Text block =

I'm having a problem with the code attached below. Essentially it generates a huge memory leak but I can't see where it happens.
What the code does is receiving an array of strings, called prints, containing numbers (nodes) separated by ',' (ordered by desc number of nodes), finding other compatible prints (compatible means that the other string has no overlapping nodes 0 excluded because every print contains it) and when all nodes are covered it calculates a risk function on the basis of a weighted graph. In the end it retains the solution having the lowest risk.
The problem is that leak you see in the picture. I really can't get where it comes from.
Here's the code:
#include "Analyzer.h"
#define INFINITY 999999999
// functions prototypes
bool areFullyCompatible(int *, int, string);
bool contains(int *, int, int);
bool selectionComplete(int , int);
void extractNodes(string , int *, int &, int);
void addNodes(int *, int &, string);
Analyzer::Analyzer(Graph *graph, string *prints, int printsLen) {
this->graph = graph;
this->prints = prints;
this->printsLen = printsLen;
this->actualResult = new string[graph->nodesNum];
this->bestResult = new string[graph->nodesNum];
this->bestReSize = INFINITY;
this->bestRisk = INFINITY;
this-> actualSize = -1;
}
void Analyzer::getBestResult(int &size) {
for (int i = 0; i < bestReSize; i++)

Tasks =
1. Please extract the passage of the memory leak post from "I'm having a" up to and including "the lowest risk.".
2. Answer these questions using the memory leak post:
(a) What character separates the numbers in each print?
(b) What value is INFINITY defined as?
(c) Which solution does the code retain in the end?
The data that follows comes from a separate source.

Information provided =
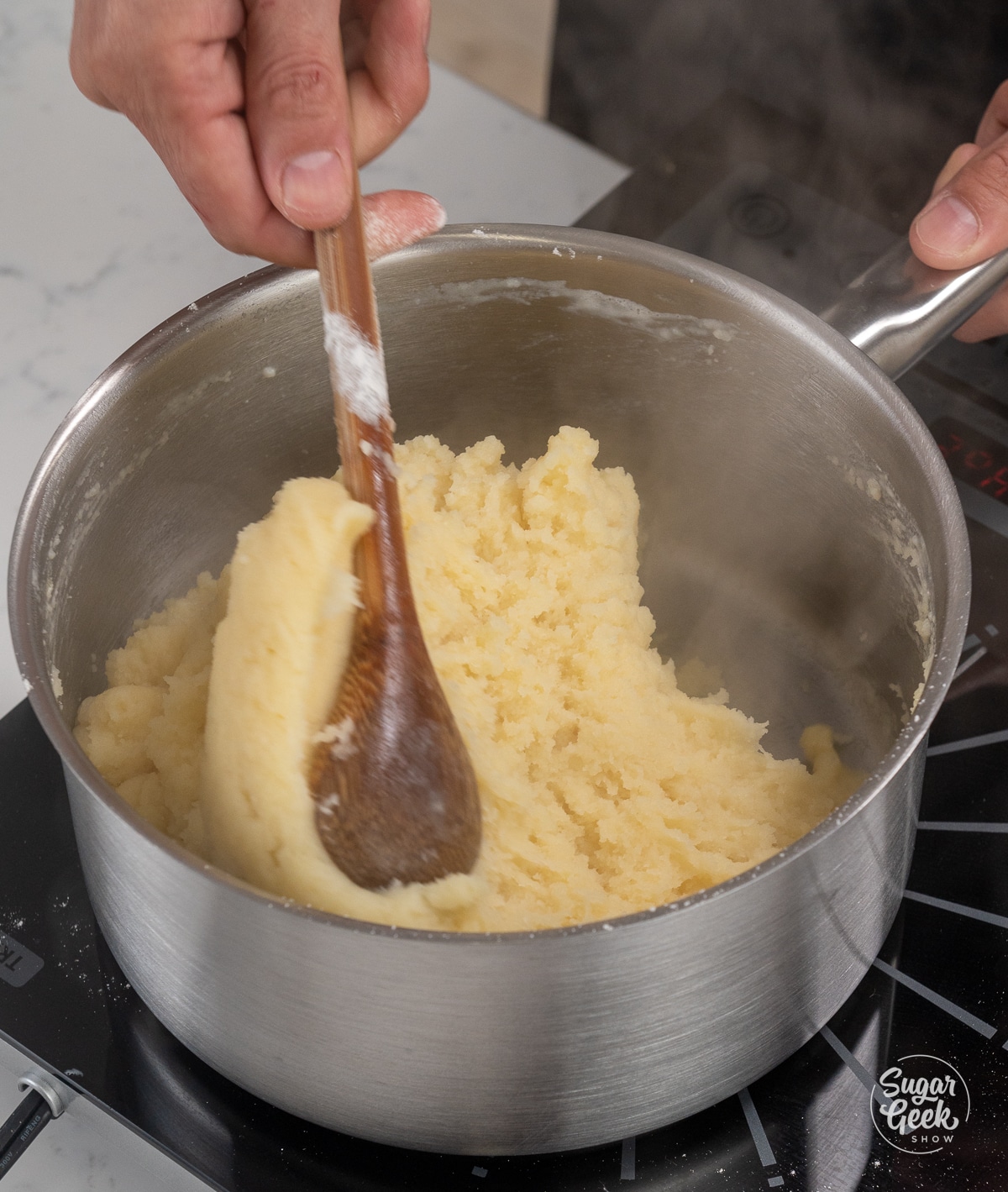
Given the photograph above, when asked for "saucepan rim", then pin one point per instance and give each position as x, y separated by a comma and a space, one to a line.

Task responses =
1.
I'm having a problem with the code attached below. Essentially it generates a huge memory leak but I can't see where it happens.
What the code does is receiving an array of strings, called prints, containing numbers (nodes) separated by ',' (ordered by desc number of nodes), finding other compatible prints (compatible means that the other string has no overlapping nodes 0 excluded because every print contains it) and when all nodes are covered it calculates a risk function on the basis of a weighted graph. In the end it retains the solution having the lowest risk.

2.
(a) A comma (',')
(b) 999999999
(c) The solution with the lowest risk